Task | Filter the entries beneath this task, copying only the lines that hold the word "below".

-- -- --

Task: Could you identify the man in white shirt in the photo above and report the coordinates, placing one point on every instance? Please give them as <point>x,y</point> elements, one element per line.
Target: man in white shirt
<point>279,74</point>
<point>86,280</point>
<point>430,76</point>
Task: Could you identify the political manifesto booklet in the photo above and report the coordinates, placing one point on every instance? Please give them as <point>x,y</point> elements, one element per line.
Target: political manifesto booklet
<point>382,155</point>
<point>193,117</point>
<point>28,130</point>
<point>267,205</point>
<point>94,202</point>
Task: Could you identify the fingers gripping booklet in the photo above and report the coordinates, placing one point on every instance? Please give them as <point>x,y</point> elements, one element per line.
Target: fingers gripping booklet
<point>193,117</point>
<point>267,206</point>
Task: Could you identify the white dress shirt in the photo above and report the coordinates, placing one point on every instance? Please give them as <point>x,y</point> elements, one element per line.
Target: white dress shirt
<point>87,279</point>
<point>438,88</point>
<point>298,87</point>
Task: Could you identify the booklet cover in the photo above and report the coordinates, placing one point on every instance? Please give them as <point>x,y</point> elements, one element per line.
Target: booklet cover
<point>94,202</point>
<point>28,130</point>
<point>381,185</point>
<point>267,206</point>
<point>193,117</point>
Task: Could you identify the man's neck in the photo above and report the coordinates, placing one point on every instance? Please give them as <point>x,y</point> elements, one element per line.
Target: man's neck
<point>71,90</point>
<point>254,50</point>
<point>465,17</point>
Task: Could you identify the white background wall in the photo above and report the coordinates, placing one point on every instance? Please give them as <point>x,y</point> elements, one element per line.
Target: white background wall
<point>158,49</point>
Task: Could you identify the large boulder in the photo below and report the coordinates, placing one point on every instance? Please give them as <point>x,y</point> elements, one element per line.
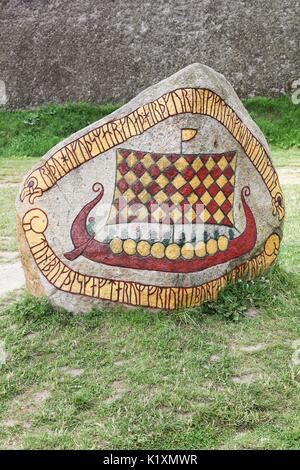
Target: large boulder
<point>158,205</point>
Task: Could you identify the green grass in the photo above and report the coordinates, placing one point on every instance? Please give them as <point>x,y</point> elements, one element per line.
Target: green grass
<point>207,378</point>
<point>278,118</point>
<point>33,133</point>
<point>131,379</point>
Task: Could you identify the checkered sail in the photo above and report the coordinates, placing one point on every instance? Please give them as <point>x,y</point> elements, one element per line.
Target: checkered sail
<point>177,181</point>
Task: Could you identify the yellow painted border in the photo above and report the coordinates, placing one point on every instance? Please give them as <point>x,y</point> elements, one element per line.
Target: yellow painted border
<point>185,100</point>
<point>35,223</point>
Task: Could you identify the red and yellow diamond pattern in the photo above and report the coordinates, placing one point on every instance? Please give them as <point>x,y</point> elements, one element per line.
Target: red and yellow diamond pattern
<point>178,181</point>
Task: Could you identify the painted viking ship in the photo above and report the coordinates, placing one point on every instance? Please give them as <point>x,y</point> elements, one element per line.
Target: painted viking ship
<point>178,214</point>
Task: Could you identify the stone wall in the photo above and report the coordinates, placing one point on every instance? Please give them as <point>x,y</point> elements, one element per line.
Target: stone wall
<point>108,50</point>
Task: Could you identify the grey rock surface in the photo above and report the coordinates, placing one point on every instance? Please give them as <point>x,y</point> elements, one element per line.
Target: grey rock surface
<point>62,201</point>
<point>109,50</point>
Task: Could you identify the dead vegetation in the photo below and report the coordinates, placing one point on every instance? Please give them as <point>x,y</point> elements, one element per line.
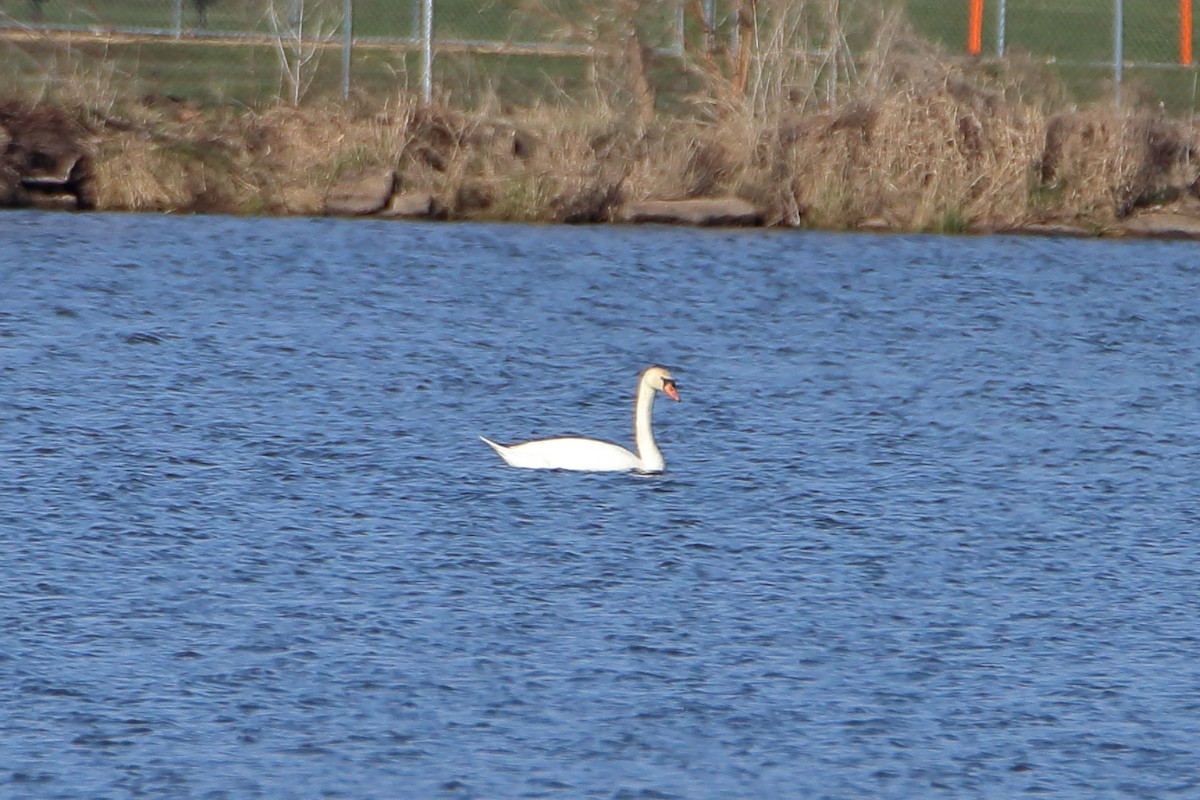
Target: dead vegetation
<point>899,138</point>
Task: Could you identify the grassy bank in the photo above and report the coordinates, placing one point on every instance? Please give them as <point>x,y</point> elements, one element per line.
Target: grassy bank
<point>907,140</point>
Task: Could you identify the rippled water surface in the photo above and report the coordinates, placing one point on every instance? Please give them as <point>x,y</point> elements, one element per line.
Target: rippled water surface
<point>929,524</point>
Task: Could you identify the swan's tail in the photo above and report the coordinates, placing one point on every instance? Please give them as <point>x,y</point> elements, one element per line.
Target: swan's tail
<point>499,449</point>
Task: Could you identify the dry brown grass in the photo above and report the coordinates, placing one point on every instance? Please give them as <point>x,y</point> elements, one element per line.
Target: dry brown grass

-- -- --

Task answer |
Task: Could you identify the large boulder in the photo below and report the coordinates, placing one point on every instance? Please give them as <point>x,y</point> elements, one element per line.
Task: Could you identify the dead vegetation in the photo below and report the coordinates, placing one point on every instance? Please give them as <point>x,y</point> elements, one element per line.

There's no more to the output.